Work request
The answer must be every line below that contains the string "metal".

Data supplied
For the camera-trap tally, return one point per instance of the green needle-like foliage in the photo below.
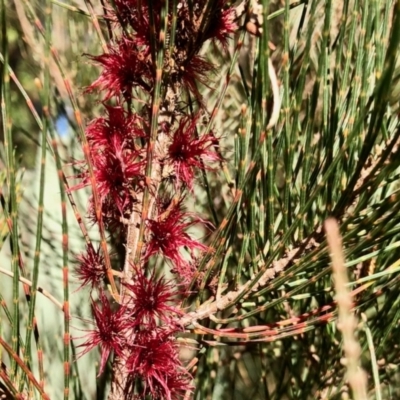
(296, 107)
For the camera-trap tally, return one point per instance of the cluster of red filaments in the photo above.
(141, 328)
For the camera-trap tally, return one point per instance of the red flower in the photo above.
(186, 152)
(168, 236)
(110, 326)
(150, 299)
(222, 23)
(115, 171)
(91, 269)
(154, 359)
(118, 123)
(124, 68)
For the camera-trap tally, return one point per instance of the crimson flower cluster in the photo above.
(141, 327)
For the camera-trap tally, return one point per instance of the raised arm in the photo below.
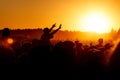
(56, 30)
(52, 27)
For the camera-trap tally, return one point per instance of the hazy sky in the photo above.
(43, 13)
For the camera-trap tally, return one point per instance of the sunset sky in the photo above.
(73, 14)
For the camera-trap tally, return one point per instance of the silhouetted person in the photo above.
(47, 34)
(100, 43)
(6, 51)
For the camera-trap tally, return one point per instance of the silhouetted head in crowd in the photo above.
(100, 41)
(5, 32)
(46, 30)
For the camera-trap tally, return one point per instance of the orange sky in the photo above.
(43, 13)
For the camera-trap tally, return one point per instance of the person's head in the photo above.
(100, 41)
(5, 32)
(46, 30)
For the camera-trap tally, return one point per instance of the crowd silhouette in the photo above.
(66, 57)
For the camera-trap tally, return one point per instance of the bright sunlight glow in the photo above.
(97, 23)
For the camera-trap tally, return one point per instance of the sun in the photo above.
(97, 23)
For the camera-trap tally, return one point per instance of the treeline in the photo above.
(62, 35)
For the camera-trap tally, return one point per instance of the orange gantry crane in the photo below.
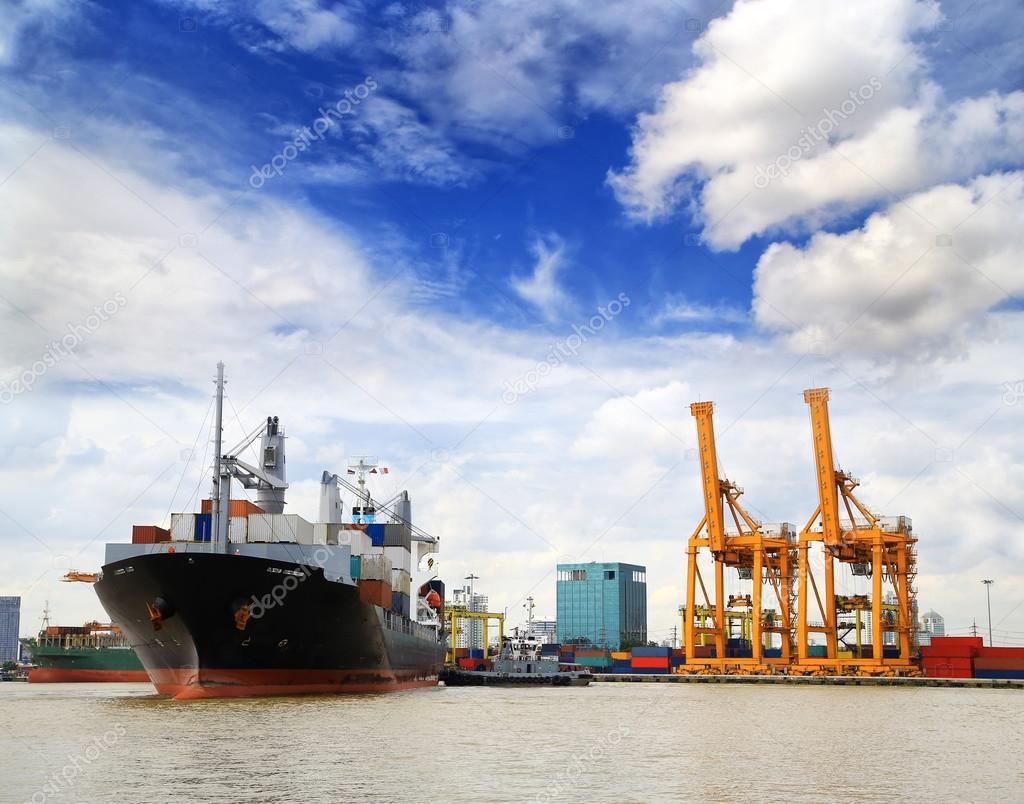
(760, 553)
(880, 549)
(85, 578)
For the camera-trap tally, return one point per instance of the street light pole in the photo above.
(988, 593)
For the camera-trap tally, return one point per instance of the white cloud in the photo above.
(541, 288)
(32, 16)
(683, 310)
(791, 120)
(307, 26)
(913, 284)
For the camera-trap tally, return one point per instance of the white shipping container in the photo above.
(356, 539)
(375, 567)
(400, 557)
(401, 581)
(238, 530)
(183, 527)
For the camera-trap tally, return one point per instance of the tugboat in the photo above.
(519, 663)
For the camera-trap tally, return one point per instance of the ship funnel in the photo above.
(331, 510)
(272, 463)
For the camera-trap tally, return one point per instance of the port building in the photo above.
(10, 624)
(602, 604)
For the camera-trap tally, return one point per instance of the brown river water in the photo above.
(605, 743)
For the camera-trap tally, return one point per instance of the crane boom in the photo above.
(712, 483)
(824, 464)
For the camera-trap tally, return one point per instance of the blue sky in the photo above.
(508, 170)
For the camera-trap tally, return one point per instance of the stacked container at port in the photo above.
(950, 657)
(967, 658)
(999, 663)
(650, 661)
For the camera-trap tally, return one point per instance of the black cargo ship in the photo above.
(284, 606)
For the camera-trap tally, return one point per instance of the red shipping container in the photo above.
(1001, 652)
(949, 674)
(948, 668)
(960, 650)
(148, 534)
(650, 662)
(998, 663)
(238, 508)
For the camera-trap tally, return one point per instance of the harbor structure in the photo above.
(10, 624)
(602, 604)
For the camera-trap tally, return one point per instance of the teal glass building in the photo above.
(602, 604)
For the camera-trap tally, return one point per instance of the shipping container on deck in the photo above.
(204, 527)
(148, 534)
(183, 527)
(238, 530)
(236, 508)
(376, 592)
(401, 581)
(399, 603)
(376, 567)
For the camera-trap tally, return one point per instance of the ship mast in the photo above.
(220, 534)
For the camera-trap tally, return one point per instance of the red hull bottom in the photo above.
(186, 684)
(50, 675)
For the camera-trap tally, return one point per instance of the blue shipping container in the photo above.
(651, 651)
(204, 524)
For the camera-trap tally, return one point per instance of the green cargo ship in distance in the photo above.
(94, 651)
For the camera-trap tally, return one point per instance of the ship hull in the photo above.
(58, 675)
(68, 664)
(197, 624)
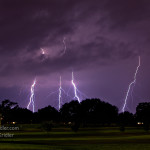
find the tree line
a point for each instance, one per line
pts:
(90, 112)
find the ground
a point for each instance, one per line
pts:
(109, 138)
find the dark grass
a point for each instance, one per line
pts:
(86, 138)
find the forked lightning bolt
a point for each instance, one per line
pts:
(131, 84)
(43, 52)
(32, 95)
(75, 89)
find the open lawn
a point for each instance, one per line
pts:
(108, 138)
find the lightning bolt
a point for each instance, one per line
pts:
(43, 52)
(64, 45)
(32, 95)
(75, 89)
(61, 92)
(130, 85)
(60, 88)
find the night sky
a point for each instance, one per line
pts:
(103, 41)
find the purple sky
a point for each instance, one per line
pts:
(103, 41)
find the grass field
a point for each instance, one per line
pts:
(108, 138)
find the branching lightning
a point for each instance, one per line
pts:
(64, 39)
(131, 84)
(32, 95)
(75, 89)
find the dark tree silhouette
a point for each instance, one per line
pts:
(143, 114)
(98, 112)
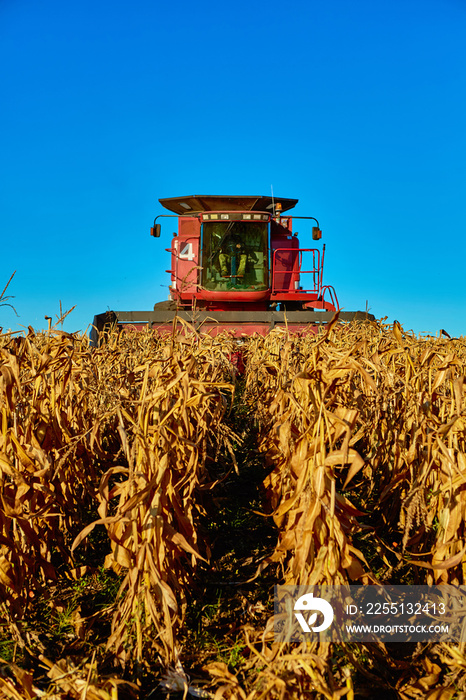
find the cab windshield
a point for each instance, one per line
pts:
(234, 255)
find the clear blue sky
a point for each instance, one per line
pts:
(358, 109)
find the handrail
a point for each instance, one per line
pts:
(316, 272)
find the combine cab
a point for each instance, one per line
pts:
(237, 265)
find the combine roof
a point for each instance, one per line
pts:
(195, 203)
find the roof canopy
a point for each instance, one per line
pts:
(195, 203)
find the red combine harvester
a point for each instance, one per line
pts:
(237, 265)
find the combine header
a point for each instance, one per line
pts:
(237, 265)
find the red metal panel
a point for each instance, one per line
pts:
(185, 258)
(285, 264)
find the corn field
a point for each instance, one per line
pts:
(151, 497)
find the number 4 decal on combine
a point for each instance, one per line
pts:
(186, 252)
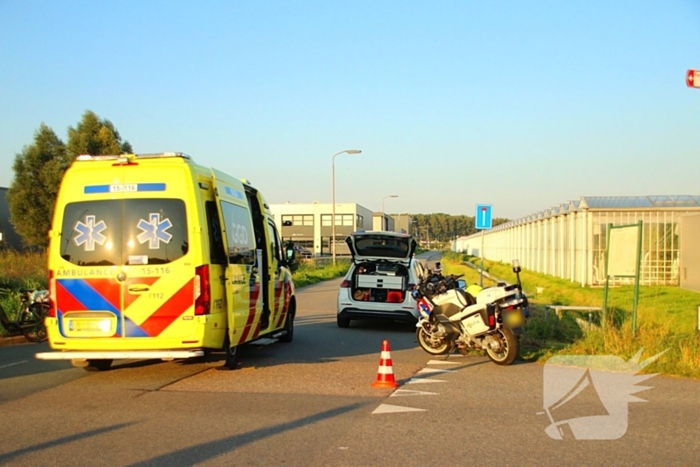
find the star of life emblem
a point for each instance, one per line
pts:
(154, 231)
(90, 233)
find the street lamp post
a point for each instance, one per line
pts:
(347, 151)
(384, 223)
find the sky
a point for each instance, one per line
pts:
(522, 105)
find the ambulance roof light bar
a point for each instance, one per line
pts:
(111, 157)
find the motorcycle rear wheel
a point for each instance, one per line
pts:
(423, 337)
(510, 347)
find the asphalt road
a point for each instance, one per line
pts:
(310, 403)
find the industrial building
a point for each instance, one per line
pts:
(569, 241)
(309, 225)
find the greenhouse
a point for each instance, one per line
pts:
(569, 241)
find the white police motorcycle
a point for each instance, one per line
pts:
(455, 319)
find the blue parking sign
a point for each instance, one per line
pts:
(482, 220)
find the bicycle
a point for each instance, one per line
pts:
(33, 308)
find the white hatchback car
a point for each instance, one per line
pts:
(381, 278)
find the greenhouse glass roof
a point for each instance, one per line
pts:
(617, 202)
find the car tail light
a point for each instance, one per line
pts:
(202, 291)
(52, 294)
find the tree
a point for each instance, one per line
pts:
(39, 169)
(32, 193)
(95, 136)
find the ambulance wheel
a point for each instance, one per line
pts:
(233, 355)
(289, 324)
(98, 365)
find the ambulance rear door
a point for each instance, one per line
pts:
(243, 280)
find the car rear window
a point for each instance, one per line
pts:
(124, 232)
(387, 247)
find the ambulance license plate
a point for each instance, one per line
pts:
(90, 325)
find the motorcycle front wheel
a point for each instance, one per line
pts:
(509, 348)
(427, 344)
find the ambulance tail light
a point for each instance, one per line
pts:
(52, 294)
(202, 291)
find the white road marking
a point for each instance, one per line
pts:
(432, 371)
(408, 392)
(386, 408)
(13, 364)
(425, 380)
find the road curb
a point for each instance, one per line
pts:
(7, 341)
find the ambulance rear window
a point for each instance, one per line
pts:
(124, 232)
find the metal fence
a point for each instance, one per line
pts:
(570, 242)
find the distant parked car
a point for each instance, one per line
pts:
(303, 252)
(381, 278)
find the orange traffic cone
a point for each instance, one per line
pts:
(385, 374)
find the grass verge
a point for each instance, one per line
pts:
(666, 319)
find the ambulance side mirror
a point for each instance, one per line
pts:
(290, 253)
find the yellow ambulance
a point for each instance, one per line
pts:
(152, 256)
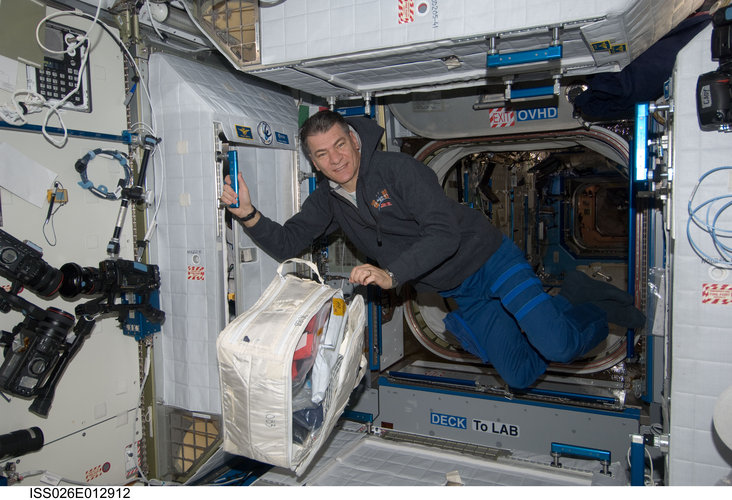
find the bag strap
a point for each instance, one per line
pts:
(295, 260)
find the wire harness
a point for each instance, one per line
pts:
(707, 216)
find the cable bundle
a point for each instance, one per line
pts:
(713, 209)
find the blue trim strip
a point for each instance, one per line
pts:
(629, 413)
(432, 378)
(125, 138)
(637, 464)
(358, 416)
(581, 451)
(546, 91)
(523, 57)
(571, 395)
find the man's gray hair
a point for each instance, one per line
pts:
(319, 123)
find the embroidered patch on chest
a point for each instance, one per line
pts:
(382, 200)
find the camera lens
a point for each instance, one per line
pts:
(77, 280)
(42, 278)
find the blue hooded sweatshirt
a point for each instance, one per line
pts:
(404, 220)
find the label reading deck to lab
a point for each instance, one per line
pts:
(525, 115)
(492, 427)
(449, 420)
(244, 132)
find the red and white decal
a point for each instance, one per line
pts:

Written answer
find the red metal panel
find the metal fence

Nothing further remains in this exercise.